» **Instructions to follow**
Copy the entries below word for word, from the line containing "of the slope" through the line containing "[(39, 42), (280, 41), (128, 43), (211, 38)]", including both of those lines.

» **Input**
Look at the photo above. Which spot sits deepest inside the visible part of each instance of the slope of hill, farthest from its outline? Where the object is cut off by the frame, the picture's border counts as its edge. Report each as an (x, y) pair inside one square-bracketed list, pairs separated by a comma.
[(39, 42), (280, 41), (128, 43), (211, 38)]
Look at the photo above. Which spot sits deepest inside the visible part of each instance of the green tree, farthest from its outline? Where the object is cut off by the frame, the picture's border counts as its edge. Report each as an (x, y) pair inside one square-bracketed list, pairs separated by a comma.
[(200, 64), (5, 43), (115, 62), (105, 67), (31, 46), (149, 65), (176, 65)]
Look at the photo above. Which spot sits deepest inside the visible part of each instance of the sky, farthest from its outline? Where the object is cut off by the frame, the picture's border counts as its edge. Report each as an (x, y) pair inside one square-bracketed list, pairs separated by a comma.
...
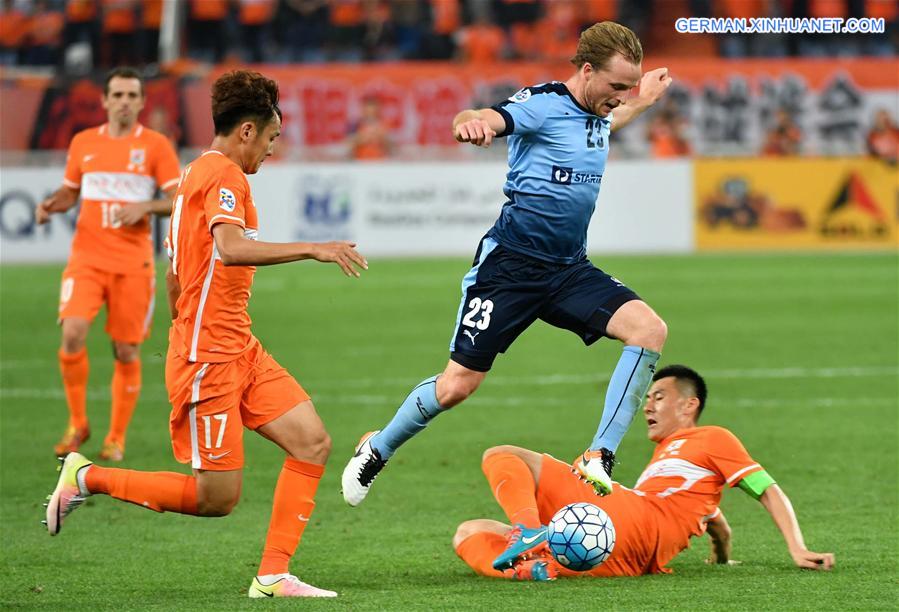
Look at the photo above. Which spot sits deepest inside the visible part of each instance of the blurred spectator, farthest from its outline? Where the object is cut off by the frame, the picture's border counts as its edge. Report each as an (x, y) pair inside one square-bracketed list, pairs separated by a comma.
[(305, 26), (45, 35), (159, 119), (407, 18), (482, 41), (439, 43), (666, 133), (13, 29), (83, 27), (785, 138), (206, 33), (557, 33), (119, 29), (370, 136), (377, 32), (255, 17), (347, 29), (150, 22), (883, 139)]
* * *
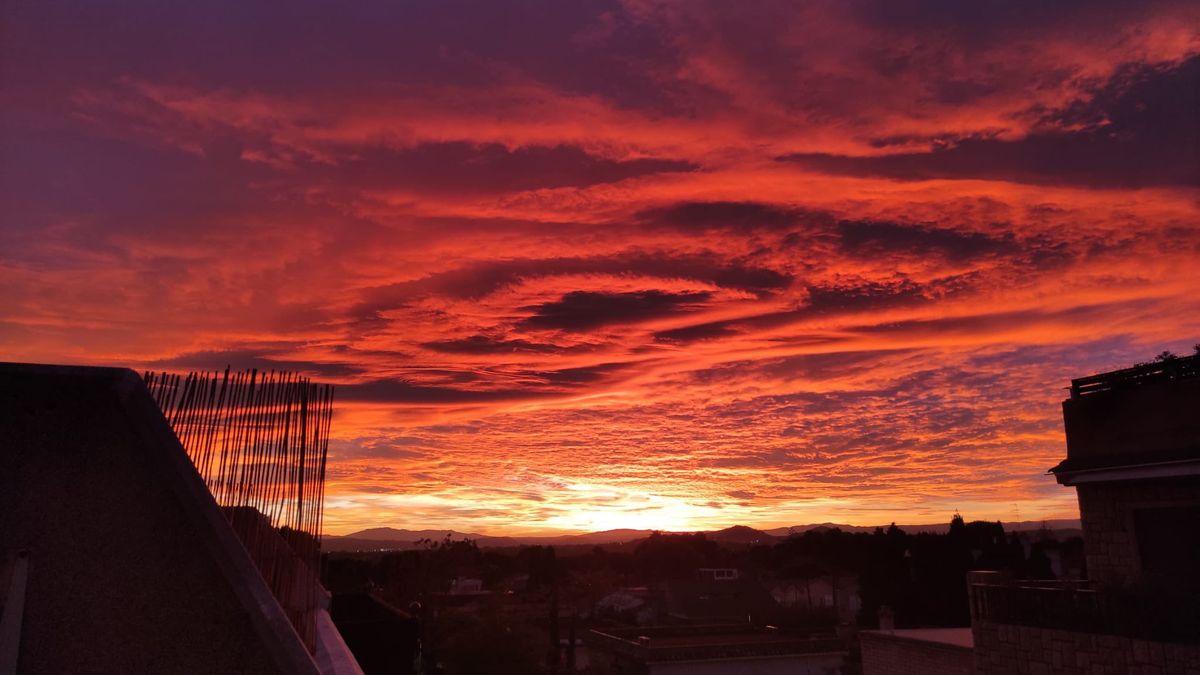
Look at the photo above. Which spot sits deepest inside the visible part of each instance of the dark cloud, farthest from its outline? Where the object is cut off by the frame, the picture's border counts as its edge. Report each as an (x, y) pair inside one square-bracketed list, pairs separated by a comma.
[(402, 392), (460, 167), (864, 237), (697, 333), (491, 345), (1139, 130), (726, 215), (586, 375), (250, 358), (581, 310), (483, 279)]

» **Solution to the problem**
Look at the photo above. Which spot sits deepest inside the visible part of each instance of the slope of hill, farthest from its outline? Where the object is cut off by the frame, the picture's border counts as its edge. Report each as an (x, y) pair inside one square-bracketed list, pairs separated by a comma.
[(39, 42), (280, 41), (128, 43), (211, 38)]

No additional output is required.